> Records shown
═══
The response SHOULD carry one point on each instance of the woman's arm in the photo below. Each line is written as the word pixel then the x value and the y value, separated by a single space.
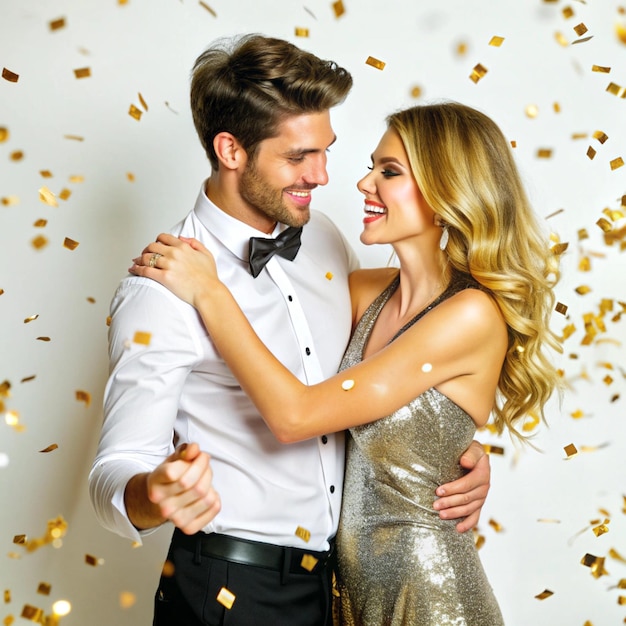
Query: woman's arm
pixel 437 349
═══
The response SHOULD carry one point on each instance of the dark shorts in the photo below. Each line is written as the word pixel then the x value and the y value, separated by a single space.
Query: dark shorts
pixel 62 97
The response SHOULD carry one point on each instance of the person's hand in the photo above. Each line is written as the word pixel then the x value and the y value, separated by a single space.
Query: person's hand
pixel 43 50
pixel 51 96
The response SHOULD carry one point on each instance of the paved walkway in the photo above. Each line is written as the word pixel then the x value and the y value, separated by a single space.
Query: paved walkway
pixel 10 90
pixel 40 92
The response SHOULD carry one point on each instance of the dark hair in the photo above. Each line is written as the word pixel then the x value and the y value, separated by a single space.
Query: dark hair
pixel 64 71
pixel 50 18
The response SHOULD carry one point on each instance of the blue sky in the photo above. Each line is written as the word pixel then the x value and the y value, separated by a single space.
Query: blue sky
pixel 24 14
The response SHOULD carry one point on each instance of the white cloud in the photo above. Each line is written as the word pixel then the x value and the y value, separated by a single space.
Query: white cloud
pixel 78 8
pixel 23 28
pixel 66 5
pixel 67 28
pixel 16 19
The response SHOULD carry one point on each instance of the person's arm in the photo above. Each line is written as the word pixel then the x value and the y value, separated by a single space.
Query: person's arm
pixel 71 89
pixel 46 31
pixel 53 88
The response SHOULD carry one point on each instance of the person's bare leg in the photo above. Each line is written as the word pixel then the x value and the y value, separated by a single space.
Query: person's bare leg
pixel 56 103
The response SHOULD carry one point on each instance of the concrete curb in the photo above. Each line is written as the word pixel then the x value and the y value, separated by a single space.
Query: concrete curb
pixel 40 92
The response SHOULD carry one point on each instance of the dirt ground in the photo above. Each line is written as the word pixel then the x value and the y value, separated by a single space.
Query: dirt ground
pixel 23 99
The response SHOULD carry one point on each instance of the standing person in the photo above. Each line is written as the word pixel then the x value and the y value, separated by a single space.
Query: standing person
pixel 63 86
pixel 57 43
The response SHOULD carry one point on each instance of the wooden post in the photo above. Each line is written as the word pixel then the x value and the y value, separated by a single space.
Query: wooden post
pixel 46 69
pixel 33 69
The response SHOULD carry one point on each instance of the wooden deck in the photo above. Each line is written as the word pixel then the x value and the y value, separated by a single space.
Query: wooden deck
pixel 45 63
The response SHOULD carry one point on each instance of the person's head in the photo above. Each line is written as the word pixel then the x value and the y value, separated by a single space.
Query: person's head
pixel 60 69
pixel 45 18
═══
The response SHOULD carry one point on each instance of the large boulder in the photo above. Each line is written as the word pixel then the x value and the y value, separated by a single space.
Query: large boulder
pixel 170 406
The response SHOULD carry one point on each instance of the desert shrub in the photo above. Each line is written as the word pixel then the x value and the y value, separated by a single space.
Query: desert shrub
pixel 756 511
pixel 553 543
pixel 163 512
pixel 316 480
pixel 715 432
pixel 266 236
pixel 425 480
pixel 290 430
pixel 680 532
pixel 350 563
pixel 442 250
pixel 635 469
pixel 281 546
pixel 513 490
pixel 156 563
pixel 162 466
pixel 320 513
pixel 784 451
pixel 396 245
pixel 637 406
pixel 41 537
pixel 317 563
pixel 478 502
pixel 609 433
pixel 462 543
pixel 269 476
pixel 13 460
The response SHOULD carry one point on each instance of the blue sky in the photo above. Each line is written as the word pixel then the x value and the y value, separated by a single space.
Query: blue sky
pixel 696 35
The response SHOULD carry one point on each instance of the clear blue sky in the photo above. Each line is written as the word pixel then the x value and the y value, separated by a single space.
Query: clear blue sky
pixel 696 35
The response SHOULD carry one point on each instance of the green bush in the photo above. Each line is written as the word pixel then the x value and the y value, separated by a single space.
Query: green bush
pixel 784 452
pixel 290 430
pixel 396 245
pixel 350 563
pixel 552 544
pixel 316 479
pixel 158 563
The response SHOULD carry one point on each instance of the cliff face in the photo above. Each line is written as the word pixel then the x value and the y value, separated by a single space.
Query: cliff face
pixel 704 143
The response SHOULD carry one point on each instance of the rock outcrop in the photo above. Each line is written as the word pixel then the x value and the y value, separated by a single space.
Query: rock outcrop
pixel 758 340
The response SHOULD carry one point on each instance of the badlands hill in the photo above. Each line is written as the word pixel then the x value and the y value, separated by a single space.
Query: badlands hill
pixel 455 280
═══
Rewrite the lines above as a JSON list of strings, one string per line with blank lines omitted. Begin at the line containing "of the woman's", stop after the line containing "pixel 437 349", and leave the pictures out of the list.

[
  "The response SHOULD carry one point on each instance of the woman's arm in the photo below. Each line is written as the word pixel then the x value and the y value, separated by a single space.",
  "Query: woman's arm",
  "pixel 437 349"
]